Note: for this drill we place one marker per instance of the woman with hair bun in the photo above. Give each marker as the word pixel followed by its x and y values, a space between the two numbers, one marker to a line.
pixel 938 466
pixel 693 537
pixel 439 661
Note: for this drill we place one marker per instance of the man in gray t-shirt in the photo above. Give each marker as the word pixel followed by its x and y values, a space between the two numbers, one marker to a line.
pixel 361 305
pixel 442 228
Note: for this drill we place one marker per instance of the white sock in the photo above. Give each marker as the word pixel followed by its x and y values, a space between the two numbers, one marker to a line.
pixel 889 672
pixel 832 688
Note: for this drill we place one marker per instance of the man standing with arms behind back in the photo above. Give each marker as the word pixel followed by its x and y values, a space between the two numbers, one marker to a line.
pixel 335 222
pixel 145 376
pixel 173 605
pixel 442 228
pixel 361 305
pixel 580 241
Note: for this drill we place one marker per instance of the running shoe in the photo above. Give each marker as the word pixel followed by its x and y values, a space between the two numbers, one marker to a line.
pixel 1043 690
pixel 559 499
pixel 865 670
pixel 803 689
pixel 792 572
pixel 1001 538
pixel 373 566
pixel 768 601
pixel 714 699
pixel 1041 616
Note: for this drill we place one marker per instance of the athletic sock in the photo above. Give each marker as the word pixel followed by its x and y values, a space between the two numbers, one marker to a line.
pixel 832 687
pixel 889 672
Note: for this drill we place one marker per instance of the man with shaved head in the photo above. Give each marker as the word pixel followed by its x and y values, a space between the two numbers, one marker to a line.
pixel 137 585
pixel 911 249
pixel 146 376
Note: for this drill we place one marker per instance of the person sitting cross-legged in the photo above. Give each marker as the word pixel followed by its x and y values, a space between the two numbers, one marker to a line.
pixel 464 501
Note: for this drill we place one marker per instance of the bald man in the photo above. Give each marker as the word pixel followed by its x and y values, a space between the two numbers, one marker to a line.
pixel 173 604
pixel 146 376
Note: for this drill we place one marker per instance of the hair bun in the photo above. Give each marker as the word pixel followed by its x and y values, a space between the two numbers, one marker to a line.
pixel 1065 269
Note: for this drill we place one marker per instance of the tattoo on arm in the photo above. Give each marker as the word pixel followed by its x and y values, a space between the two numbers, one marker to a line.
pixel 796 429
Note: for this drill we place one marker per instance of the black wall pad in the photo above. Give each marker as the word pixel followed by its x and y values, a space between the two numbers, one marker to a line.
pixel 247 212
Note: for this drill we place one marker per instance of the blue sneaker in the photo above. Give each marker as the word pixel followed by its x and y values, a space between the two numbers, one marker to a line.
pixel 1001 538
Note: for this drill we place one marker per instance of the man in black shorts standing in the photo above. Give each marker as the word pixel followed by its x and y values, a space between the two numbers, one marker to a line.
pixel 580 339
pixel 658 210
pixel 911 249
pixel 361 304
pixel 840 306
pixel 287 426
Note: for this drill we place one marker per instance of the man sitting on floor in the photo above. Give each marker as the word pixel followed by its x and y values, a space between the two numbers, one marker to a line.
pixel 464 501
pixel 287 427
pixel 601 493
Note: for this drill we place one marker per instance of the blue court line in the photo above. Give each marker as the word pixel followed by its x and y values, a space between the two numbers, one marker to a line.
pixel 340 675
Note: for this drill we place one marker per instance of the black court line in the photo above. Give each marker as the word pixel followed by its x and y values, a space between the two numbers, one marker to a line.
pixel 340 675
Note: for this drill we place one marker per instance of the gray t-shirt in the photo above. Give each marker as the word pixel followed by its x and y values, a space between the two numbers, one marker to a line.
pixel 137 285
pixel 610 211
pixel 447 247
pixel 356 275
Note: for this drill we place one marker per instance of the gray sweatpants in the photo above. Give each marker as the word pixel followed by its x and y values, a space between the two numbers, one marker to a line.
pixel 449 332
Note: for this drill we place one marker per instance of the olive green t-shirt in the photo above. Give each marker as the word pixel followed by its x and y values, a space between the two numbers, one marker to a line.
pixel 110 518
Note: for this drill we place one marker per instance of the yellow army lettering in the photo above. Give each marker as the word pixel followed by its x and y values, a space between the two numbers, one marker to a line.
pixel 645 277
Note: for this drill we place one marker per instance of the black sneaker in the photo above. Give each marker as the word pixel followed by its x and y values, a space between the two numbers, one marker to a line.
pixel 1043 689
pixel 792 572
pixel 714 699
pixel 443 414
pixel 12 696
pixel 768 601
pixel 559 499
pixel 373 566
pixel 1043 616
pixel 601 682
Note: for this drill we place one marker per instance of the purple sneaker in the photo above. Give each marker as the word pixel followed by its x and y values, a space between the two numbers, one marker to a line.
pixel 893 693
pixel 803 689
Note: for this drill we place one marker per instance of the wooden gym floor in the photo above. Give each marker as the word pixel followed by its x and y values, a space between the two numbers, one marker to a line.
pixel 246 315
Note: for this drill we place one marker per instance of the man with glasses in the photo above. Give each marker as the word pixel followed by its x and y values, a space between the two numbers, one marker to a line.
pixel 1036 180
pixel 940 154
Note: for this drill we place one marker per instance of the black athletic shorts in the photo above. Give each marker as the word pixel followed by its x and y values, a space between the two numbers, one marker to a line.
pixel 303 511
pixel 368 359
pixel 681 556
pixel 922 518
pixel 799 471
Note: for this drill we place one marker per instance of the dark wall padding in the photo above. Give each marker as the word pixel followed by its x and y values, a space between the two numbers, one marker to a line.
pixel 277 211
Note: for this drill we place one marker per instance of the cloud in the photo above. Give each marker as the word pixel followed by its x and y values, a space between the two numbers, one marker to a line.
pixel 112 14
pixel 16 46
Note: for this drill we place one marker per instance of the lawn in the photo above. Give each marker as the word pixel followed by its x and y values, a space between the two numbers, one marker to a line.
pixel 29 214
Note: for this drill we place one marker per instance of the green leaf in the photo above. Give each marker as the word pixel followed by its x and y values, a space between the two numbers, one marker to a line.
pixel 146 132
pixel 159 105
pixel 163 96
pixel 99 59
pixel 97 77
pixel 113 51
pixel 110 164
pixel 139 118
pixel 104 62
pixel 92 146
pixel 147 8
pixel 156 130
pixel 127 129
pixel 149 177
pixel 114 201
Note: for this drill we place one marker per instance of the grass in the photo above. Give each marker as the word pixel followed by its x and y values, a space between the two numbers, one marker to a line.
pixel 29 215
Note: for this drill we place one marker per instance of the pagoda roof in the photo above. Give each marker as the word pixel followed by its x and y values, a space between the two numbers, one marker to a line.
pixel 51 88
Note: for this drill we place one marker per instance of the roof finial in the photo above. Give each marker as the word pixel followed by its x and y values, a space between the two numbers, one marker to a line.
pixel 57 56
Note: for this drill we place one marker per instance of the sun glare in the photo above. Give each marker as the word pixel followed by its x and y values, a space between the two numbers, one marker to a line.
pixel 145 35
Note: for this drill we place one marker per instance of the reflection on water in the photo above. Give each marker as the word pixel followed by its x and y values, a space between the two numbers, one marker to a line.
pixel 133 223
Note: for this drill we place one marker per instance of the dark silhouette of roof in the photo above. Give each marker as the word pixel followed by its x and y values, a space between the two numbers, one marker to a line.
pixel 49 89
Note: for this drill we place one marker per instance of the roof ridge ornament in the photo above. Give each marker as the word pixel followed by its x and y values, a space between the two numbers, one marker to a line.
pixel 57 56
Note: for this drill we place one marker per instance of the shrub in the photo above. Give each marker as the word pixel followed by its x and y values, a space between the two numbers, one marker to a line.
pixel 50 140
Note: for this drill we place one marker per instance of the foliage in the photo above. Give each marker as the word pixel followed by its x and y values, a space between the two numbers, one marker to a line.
------------------------------------
Exact retyping of all the entries is required.

Note: for this drill we place one marker per instance of the woman with hair bun in the photo above. Give each marker as the word pixel followed by its x and y values, a space between the two numbers, one marker to a line.
pixel 938 466
pixel 693 537
pixel 439 661
Note: for this drill we place one marker per instance of the man in gray t-shirt in the photo above. Give each marker as the word pixel followed by its x and y values, a space between the two numbers, one marker to a line.
pixel 361 305
pixel 442 228
Note: for this drill we place one marker per instance of the white sock in the photo above. Give each marker as the word pixel followed by its x and y values, a space between the two numbers, one marker to a line.
pixel 889 672
pixel 832 688
Note: for this drill we place one marker per instance of the man standing with arms behind back in the photo above. Give each marker as the word pixel followed by its x and y values, a space between the two numbers, one marker to a line.
pixel 335 222
pixel 145 376
pixel 173 605
pixel 442 228
pixel 361 305
pixel 580 241
Note: for this drill we place one marker per instance of the running shoe in the photo above. Give each marker as the word pixel followed by its x and y values, a space between the two numbers, one marker to a line.
pixel 1043 690
pixel 559 499
pixel 865 670
pixel 803 689
pixel 792 572
pixel 1001 538
pixel 373 566
pixel 768 601
pixel 714 699
pixel 1041 616
Note: for this drill we place one marker per instance of the athletic sock in the photo above. Give each marker as the word pixel followed by its x and y values, a space between the two numbers, one marker to a line.
pixel 832 687
pixel 889 672
Note: for this drill we place one marker per instance of the man with shaved head in the photo above. Give each marker as the word pixel followed by its x and y values, a space between the two numbers, one marker to a line.
pixel 137 585
pixel 911 249
pixel 146 376
Note: for this drill we place one marker per instance of the person sitting cross-legged in the photo above. Give each marker as the word pixel followed by its x and y values, a space between the two numbers, one marker to a line.
pixel 464 501
Note: for this drill we place one marker per instance of the bald man in the photo above. Give each marker as the word pixel followed by its x and y values, a space between the two numbers, one marker to a line.
pixel 173 604
pixel 146 376
Note: for this drill we place one marker per instance of the hair bun in the photo above. Give each marker as the word pixel followed by its x and y values, a space between the two numbers, one marker to a line.
pixel 1065 269
Note: for this drill we place one marker per instance of the tattoo on arm in the photo above. Give each marker as the word pixel followed by its x and y values, a space between the two numbers, one marker to a line.
pixel 796 429
Note: for this drill we place one marker per instance of the black wall pad in the photo above. Give each marker as the word pixel followed by its x and y values, a space between the two numbers, one marker to a line.
pixel 247 212
Note: for this drill we place one marker per instance of the blue sneaker in the photo above. Give each marker as the word pixel followed by its x and y values, a space between the two numbers, one marker to a line.
pixel 1001 538
Note: for this drill we place one marker per instance of the man in black shorts standing in the photo above. Give each marker as the word pixel followed by its x and y values, a space between the two numbers, one marker to a line.
pixel 580 339
pixel 658 210
pixel 911 249
pixel 361 304
pixel 840 306
pixel 287 426
Note: for this drill we place one marker per instance of the man sitting on floor in the photo above. Give each marker as the word pixel followed by its x and y values, a space between the two numbers, one marker to a line.
pixel 464 501
pixel 287 427
pixel 601 493
Note: for this drill we place one marker per instance of the blue court line in the photo above. Give each marker as the word pixel followed by its x and y values, a space between the two numbers, one marker to a line.
pixel 340 675
Note: for this drill we place one marker per instance of the black court line in the photo above. Give each marker as the word pixel followed by its x and y values, a space between the two numbers, one marker to a line.
pixel 340 675
Note: for this drill we place one marker per instance of the gray t-shirt in the photo above. Give each marker as the word pixel followed by its x and y values, a space between the two numbers, one marker to a line.
pixel 137 285
pixel 610 211
pixel 447 247
pixel 356 275
Note: for this drill we place one marker per instance of the gray sweatpants in the photo above. Give each marker as the word pixel followed by its x and y values, a space between the two numbers, one marker to a line.
pixel 449 332
Note: for this drill we place one marker per instance of the olive green t-shirt in the photo above. Give each marker as the word pixel followed by its x and y values, a space between the two numbers, one marker to a line.
pixel 110 518
Note: for this drill we place one marker per instance of the yellow army lettering in the photo above. Give each marker as the word pixel followed by its x and y values, a space between the two numbers, one marker to a line.
pixel 645 277
Note: for this drill we place one marker per instance of the black sneaker in the photo above. Give each marker as the word pixel followed by its x and y values, a space between the two numbers, one marker to a line.
pixel 1043 689
pixel 792 572
pixel 714 699
pixel 443 414
pixel 12 696
pixel 768 601
pixel 559 499
pixel 373 566
pixel 1043 616
pixel 601 682
Note: for this drill we place one marker per instance of the purple sneaker in the photo above. Give each marker as the word pixel followed by its x and y values, a space between the two numbers, one marker to a line.
pixel 893 693
pixel 803 689
Note: for this drill we place one marker per instance of the wooden gym floor in the photo above. Give each marker as the word pixel followed by its x and y values, a space between the two numbers, one marker to a line.
pixel 246 315
Note: for this drill we place one marker per instance of the man with glasses in the photo above. Give each marker as the word pixel followed by its x and y values, a space between the two numbers, one marker to a line.
pixel 1036 180
pixel 940 154
Note: for this drill we place one marker per instance of the black athletic shorts in the photo above. Give each marker as the word pixel followed by its x and y values, a space between the two numbers, one marker to a line.
pixel 303 511
pixel 368 359
pixel 681 556
pixel 922 518
pixel 799 471
Note: for this drill we place one marker per instance of the dark wall padding in the photo above. Give each marker as the word pixel followed by its x and y values, a space between the two numbers, one marker to a line.
pixel 277 211
Note: for this drill we place one marker per instance of the cloud in the photo above. Give each marker as the word pixel followed by its x and y values, a space between the two numbers, one marker to a line.
pixel 112 14
pixel 16 46
Note: for this drill we place one marker per instance of the lawn in the photo above. Give each marker as the word pixel followed by its x and y values, a space between the two numbers, one marker to a line.
pixel 29 214
Note: for this drill we place one marker per instance of the green leaf in the photo above. Give each marker as the word pixel followed by its x and y values, a space between the two numbers, one marker to a line.
pixel 146 132
pixel 159 105
pixel 163 96
pixel 99 59
pixel 97 77
pixel 113 51
pixel 110 164
pixel 139 118
pixel 104 62
pixel 92 146
pixel 147 8
pixel 156 130
pixel 127 129
pixel 149 177
pixel 114 201
Note: for this drill we place one marker per instance of the grass in the photo above. Give each marker as the word pixel followed by its x and y values, a space between the two numbers, one marker to a line.
pixel 29 215
Note: for this drill we place one marker per instance of the pagoda roof in the photo above. Give each marker as the word pixel followed by its x and y values, a space between the two numbers, one marker to a line.
pixel 51 88
Note: for this drill we place one marker per instance of the roof finial in the photo above. Give each marker as the word pixel followed by its x and y values, a space between the two numbers, one marker to a line.
pixel 57 56
Note: for this drill we place one marker per instance of the sun glare in the photo above. Give each marker as the word pixel followed by its x and y values, a space between the two numbers, one marker to a line.
pixel 145 35
Note: for this drill we place one marker per instance of the reflection on water in the photo above. Give each marker as the word pixel followed by its x and y values, a space between the two numbers, one marker to a line.
pixel 133 223
Note: for this drill we place one marker per instance of the dark silhouette of roof in the photo above. Give each marker as the word pixel followed by its x and y values, a space between the two numbers, one marker to a line.
pixel 49 89
Note: for this drill we place one marker per instance of the roof ridge ornament in the photo above. Give each marker as the word pixel followed by its x and y values, a space between the two numbers, one marker to a line.
pixel 57 56
Note: for this drill we place one marker per instance of the shrub in the photo above. Give each marker as the word pixel followed by its x and y values, a space between the two numbers, one marker to a line.
pixel 50 140
Note: for this drill we place one marker per instance of the foliage in the photo above. Give each marker as the word pixel followed by its x and y values, a space between the two numbers, one marker to a line.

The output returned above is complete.